### EXERCISES TO COMPLETE
1. In the reflection on racism, who is named as the President?
2. Copy the reflection on racism word for word from "What this moment" up to and including "who we are.".
3. The reflection on racism calls certain figures "giants" whom people could have learned from. List every one of them.

----- DOCUMENT TEXT -----

These are difficult times for our neighborhoods, cities, nation, and the world at large. I have felt and continue to feel exhausted, while at the same time extremely energized. As a person of color, I cannot aptly put into words the rawness of what this year has been, let alone the weeks following George Floyd’s death. In all, I have learned gratitude that I have had avenues to drive my emotions to safety. I am also grateful for my fellow Vincentians who have taken the time to not only learn but to attempt empathy.
The “Hope in the Face of Racism” webinar series was in itself a difficult lesson for me, personally. Within the cradle of my faith, I faced the uncomfortable reality that there were some with whom I broke bread that did not see the injustices towards people of color. I asked the Lord simply “why?” Why would the way He made me would bring out such ugliness from my fellow brothers and sisters?
I am truly thankful to our President, Ralph Middlecamp, and to my fellow Vincentians on both the African American Task Force and the Voice of the Poor Committee for our work on the webinars. I struggled with how I could be asked to help people understand a 400-year-old problem of racial injustice. The vulnerabilities within me were struggling to quieten the raging pain. If people could not have learned from giants like Dr. Martin Luther King Jr., Rosa Parks, James Baldwin, Blessed Frederic Ozanam, or St Vincent de Paul, why would they hear little old me? Then it came to me: I am but a vessel that has been brought here. A mere conduit so that we do not lose our way as we journey.
What this moment asks of us as Vincentians is not to examine the whys, but instead to hold the hands of our communities while we go back to the basics. To teach by our ways. “They will know we are Christians by our love.” I believe racism is not something one is born with, but rather a learned behavior. We can teach our families, fellow parishioners, and the communities we live and serve in that it is possible to “unlearn” through love. For our nation is “the traveler who has been stripped of clothing, beaten, and left half dead alongside the road.” To come to the aid of others does not diminish who we are.
If we are to live out our Gospel values, can we also preface our actions with a question of whether we should answer the call or not? If no work of Charity is foreign to us, what is it that we are seeking at this moment? Should we not just get to work? COVID19 has robbed our communities of so much. From an inability to mourn our dead to the total disconnect brought about by the shelter in place and social distancing at a time when we need to simply hug. The emotional hunger that so many are struggling with is exacerbated further by job losses.
In the weeks ahead as the moratorium on evictions are coming to an end, the calls for help will be overwhelming. The brunt of these evictions will be carried by the very groups who have the most Coronavirus infections, the most deaths. Our energies should be towards learning. If we allow the Holy Spirit to guide us through creating a safe space to get to know one another better, there will be no limitations to what we can achieve. This “space” will allow us to refocus our gaze on Christ and the work He beckons us to be present for.
We need to open our hearts and then expand them. Today the plight of the African Americans is front and center, but there are still children that are separated from their parents. Children still living in deplorable conditions. The problems that have riddled Native Americans for generations are still in play. We cannot be complacent when the need is so great. Our Vincentian family is a large one with many talents that the Good Lord has graced us with. Let our “Hope in Action” have the courage to work towards facilitating the changes to policies that discriminate.

----- EXTRACTED ENTRIES -----

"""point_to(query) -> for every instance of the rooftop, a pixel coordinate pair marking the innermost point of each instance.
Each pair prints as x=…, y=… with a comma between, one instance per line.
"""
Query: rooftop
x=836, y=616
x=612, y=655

-----

### SOLUTIONS TO EACH TASK
1. Ralph Middlecamp

2.
What this moment asks of us as Vincentians is not to examine the whys, but instead to hold the hands of our communities while we go back to the basics. To teach by our ways. “They will know we are Christians by our love.” I believe racism is not something one is born with, but rather a learned behavior. We can teach our families, fellow parishioners, and the communities we live and serve in that it is possible to “unlearn” through love. For our nation is “the traveler who has been stripped of clothing, beaten, and left half dead alongside the road.” To come to the aid of others does not diminish who we are.

3.
Dr. Martin Luther King Jr.
Rosa Parks
James Baldwin
Blessed Frederic Ozanam
St Vincent de Paul